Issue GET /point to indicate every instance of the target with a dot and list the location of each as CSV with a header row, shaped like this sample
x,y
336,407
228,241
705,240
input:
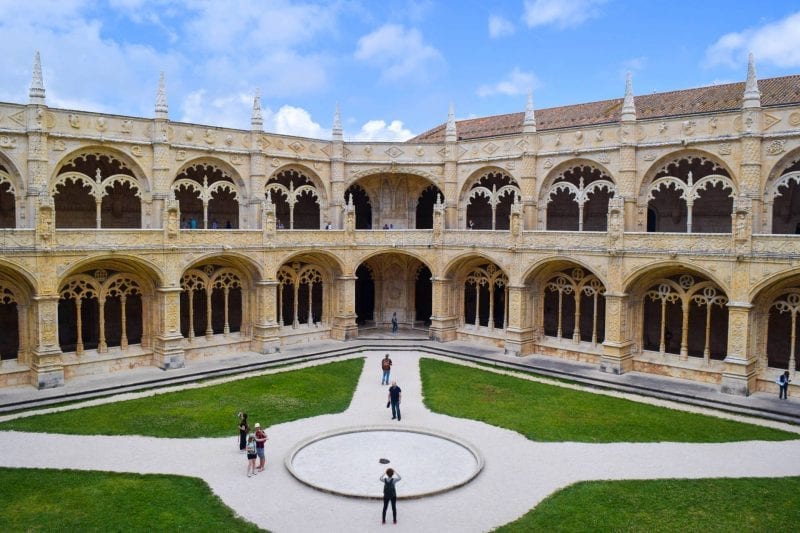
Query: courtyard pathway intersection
x,y
517,475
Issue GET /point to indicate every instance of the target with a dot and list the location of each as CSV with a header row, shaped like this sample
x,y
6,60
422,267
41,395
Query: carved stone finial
x,y
336,130
36,92
162,109
752,96
256,119
628,106
450,134
529,124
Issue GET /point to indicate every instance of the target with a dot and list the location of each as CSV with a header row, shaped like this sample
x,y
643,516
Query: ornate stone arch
x,y
210,193
296,184
781,196
99,188
486,198
576,185
681,180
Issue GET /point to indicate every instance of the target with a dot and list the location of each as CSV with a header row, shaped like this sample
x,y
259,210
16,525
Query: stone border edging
x,y
288,461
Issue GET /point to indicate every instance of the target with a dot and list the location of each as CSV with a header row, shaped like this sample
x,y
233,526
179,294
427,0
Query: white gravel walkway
x,y
517,475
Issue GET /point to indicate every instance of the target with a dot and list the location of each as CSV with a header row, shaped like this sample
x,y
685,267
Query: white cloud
x,y
290,120
231,111
560,13
399,52
500,27
777,43
378,130
517,82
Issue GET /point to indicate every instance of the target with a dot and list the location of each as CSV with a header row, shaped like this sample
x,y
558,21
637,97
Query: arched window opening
x,y
300,295
296,199
489,202
98,310
208,198
578,200
120,209
486,297
365,295
9,323
427,199
692,194
96,191
423,296
211,303
686,316
362,205
782,331
785,198
574,307
8,216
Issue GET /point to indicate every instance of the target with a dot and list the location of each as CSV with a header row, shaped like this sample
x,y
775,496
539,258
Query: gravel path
x,y
517,475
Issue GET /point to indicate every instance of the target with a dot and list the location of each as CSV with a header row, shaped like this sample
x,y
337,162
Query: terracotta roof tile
x,y
716,98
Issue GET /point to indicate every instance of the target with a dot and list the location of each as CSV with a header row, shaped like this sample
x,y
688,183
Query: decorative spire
x,y
450,134
162,109
36,93
256,120
752,96
529,124
628,107
336,130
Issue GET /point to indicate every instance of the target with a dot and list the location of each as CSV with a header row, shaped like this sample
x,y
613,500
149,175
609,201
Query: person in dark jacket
x,y
389,479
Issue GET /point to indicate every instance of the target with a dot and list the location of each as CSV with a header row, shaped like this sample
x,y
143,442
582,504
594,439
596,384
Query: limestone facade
x,y
650,241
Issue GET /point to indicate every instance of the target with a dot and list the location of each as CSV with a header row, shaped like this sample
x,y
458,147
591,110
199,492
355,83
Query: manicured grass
x,y
211,411
707,505
550,413
69,500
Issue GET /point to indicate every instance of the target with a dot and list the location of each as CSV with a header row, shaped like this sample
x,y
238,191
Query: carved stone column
x,y
168,351
344,322
739,376
265,330
519,333
443,323
47,370
616,358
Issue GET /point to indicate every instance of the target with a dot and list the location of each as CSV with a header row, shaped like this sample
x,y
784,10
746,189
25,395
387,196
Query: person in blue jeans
x,y
386,366
783,385
390,493
394,399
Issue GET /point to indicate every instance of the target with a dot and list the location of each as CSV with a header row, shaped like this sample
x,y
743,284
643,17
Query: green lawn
x,y
69,500
211,411
550,413
705,505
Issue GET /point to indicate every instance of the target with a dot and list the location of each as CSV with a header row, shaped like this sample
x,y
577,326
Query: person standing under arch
x,y
390,478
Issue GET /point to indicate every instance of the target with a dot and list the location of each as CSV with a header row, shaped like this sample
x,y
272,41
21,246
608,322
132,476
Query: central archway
x,y
393,284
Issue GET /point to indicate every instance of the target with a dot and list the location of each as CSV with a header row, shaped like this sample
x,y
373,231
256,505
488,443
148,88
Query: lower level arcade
x,y
111,314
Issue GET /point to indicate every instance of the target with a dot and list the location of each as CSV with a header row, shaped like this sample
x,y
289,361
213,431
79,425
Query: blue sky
x,y
393,66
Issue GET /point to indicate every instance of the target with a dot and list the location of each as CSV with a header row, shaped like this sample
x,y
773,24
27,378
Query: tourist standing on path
x,y
386,366
394,399
389,493
261,439
251,455
783,385
243,430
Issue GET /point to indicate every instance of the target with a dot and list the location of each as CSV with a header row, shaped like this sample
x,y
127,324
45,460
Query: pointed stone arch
x,y
575,196
782,196
210,193
299,197
99,188
486,199
690,191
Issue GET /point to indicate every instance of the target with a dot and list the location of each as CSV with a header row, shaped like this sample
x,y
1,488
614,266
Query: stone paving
x,y
517,475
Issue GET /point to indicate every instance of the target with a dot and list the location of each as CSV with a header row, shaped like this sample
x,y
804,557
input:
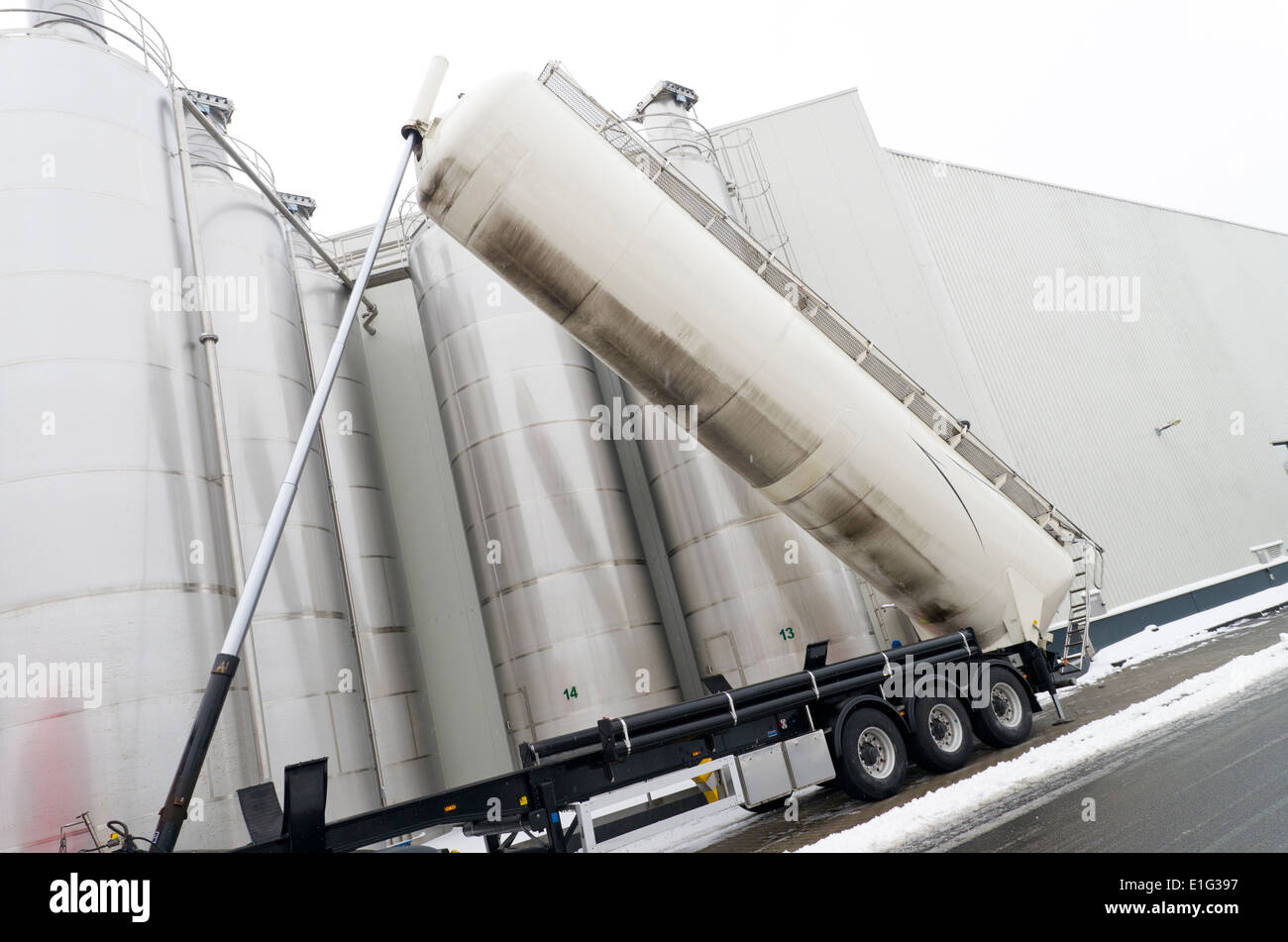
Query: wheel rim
x,y
945,727
1006,705
876,752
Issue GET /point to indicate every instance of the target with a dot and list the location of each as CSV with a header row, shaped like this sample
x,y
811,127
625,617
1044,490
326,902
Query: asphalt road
x,y
1216,785
1254,784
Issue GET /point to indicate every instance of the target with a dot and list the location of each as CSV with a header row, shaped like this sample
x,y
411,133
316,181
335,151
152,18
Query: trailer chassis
x,y
742,739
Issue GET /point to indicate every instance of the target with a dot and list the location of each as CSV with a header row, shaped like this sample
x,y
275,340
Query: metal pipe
x,y
175,808
209,343
346,576
270,193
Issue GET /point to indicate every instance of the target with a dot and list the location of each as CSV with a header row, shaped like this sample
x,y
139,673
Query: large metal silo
x,y
755,587
374,573
310,672
572,622
114,556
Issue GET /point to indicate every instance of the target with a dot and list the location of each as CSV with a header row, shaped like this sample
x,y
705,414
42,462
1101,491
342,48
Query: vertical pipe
x,y
175,808
209,341
351,609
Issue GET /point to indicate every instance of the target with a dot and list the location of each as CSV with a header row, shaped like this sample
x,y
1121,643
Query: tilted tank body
x,y
755,587
563,587
532,189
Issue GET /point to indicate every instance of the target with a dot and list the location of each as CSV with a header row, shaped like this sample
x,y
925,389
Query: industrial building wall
x,y
1197,334
1072,398
854,241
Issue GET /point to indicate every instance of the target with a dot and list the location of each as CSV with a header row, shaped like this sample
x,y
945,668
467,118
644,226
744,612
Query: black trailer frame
x,y
575,767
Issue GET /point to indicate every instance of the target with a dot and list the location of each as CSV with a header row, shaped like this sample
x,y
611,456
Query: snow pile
x,y
1158,640
925,816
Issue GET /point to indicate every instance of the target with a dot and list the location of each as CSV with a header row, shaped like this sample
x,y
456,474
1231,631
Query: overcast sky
x,y
1181,104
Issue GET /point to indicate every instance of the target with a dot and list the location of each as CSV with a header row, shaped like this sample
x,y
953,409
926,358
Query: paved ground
x,y
1197,789
1214,785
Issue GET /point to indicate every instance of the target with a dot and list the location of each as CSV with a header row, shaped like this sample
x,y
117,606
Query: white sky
x,y
1181,104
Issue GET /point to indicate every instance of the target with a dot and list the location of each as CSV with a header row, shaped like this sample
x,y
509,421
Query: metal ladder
x,y
1077,640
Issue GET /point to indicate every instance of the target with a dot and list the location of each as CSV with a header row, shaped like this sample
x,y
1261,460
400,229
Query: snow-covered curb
x,y
927,815
1157,640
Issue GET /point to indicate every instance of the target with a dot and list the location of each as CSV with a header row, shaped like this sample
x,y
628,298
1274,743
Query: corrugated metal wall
x,y
1081,392
940,265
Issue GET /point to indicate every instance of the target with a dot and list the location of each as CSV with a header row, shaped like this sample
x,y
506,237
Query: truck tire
x,y
941,739
874,757
1008,718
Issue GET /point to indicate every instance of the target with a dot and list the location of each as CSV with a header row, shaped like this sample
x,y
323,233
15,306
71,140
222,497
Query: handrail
x,y
121,21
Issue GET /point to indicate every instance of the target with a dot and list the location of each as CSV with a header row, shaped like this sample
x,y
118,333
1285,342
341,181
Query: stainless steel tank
x,y
755,587
309,667
572,623
369,538
114,552
531,188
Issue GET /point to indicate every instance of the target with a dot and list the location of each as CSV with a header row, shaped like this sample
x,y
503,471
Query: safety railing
x,y
123,29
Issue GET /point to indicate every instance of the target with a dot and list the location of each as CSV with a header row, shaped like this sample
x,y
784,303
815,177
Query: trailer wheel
x,y
1008,718
941,738
874,756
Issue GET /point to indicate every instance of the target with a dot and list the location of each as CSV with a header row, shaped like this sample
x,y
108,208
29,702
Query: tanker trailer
x,y
578,211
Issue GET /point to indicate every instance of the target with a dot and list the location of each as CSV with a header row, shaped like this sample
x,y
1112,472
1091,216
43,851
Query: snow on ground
x,y
922,817
1157,640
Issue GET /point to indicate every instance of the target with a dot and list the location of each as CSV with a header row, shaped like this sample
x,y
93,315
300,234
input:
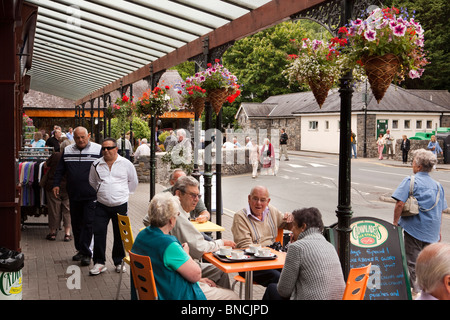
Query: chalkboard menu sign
x,y
378,242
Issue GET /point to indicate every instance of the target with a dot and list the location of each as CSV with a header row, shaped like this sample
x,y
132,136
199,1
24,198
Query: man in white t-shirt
x,y
114,178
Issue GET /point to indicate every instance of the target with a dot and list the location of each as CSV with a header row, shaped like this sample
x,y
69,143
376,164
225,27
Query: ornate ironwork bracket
x,y
208,54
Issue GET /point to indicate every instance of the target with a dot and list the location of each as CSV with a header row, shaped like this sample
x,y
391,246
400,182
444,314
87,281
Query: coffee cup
x,y
225,250
237,254
264,252
254,247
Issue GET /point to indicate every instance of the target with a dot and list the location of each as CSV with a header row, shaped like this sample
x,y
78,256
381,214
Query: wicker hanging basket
x,y
380,71
217,97
198,104
320,89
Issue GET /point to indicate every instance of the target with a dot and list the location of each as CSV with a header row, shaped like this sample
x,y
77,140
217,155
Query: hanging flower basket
x,y
154,102
380,71
217,97
388,45
198,104
216,84
317,65
320,89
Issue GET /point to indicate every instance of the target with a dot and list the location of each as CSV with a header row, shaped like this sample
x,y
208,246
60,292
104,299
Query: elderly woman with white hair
x,y
425,227
142,150
177,275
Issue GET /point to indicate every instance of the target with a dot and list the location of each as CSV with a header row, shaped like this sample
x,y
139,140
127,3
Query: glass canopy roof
x,y
81,46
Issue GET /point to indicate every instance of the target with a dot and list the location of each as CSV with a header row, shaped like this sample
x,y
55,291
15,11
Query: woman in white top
x,y
380,144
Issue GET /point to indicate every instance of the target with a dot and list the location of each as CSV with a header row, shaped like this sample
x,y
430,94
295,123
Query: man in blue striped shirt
x,y
76,163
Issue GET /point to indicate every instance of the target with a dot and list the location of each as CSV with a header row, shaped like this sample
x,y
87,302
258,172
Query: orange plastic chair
x,y
144,280
357,283
241,280
126,234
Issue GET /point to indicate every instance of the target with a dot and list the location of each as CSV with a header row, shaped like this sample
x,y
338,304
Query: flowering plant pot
x,y
154,102
193,96
317,66
122,110
217,84
386,33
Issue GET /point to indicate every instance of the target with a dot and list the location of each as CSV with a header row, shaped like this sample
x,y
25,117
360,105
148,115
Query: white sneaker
x,y
118,268
97,269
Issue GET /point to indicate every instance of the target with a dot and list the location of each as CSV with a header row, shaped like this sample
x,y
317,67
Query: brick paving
x,y
45,273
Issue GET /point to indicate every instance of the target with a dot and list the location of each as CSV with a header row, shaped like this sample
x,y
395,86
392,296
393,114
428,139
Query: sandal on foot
x,y
51,236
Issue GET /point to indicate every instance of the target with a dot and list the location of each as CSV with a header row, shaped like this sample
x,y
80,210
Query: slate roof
x,y
396,99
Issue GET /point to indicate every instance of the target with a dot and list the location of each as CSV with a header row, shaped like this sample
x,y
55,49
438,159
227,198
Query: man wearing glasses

What the exercise asks: All that is needed is the line containing "Query: slate roof" and each line after it to the end of the data above, set down exactly.

Problem solution:
Query: slate roof
x,y
396,99
Issue GET /point to indicate every instance of the target with a dot and list the location of each as CSV with a header row, shaped like this sample
x,y
55,49
438,159
227,198
Query: man wearing glasses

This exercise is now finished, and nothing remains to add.